Shiatsu en Chinese kruidentherapie hebben allebei hun basis in de traditionele Chinese geneeswijze en maken gebruik van dezelfde holistische theorie. Deze theorie gaat ervan uit dat alles – het lichaam, maar ook de wereld om ons heen – is opgebouwd uit qì, energie. De energie in ons lichaam resoneert met de energie buiten ons: zo hebben we in de herfst, als de natuur zich terugtrekt, van nature de behoefte om onszelf ook meer terug te trekken en alleen te zijn, terwijl we in de lente, als de natuur weer tot leven komt, zelf ook weer zin krijgen om naar buiten te gaan en dingen te ondernemen.
Zolang we in harmonie leven met onszelf en de buitenwereld, kan de energie vrij stromen. Wanneer dit niet het geval is – wanneer we vechten tegen de natuurlijke gang van zaken, of we met onszelf in de knoop zitten, of heftige invloeden van buitenaf vat op ons krijgen – kunnen er blokkades ontstaan. Ook de orgaansystemen in het lichaam, elk met hun eigen functie, dienen harmonieus samen te werken om het lichaam gezond te houden. Klachten zijn niets anders dan uitingen van disbalans in de harmonie: herstel de balans, hef de blokkade op, en de klacht verdwijnt.

• [Over deze opdracht] Zet de tekst over shiatsu en Chinese kruidentherapie voort vanaf het einde van de laatste zin.

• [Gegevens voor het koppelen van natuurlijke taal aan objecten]

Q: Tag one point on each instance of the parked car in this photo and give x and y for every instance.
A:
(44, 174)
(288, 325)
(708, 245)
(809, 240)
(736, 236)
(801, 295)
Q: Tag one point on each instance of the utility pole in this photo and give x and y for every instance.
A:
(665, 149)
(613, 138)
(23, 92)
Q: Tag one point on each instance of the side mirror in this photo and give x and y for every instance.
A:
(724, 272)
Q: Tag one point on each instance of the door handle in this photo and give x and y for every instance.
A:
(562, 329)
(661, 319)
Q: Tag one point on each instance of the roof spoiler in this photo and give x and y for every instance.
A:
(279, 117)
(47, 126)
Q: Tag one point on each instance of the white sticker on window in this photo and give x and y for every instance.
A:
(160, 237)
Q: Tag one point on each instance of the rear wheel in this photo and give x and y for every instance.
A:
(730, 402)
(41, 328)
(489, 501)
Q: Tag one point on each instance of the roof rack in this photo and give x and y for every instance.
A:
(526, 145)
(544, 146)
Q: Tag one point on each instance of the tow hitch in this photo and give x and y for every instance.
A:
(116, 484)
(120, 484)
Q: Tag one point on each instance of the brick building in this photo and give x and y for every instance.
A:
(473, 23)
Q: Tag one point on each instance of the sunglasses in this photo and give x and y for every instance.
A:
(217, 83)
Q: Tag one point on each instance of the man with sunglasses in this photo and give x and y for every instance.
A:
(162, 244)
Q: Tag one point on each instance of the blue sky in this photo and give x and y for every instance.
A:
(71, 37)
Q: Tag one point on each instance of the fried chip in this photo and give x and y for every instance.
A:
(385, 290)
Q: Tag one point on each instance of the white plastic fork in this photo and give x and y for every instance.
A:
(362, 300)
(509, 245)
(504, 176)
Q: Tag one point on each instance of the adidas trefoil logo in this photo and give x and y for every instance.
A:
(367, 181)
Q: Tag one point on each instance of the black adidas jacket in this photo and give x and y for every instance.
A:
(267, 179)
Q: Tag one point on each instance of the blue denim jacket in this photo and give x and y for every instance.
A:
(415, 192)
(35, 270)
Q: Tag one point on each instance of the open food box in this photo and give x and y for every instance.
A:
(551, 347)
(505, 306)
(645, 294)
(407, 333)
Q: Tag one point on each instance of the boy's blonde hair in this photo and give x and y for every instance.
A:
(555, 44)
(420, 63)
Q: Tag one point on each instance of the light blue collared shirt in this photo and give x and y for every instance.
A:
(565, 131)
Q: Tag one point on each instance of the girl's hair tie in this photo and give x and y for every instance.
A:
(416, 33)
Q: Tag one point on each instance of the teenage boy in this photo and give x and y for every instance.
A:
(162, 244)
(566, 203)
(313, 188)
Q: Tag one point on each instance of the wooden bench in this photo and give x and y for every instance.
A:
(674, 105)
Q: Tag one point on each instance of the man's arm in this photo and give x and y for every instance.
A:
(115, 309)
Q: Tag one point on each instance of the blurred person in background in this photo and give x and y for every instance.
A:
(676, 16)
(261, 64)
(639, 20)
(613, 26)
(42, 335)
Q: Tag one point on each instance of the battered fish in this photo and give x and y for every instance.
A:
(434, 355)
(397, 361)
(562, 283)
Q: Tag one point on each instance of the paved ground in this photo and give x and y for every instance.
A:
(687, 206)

• [Antwoord]
De shiatsu en de Chinese kruidentherapie lijken op heel verschillende manieren te werken: shiatsu werkt van buitenaf en herverdeelt de eigen energie van het lichaam, de kruiden werken van binnenuit en voegen toe of drijven af. Juist daarom vullen de twee therapievormen elkaar zo mooi aan. Maar uiteindelijk hebben ze allebei als doel de energie in het lichaam weer vrij te laten stromen.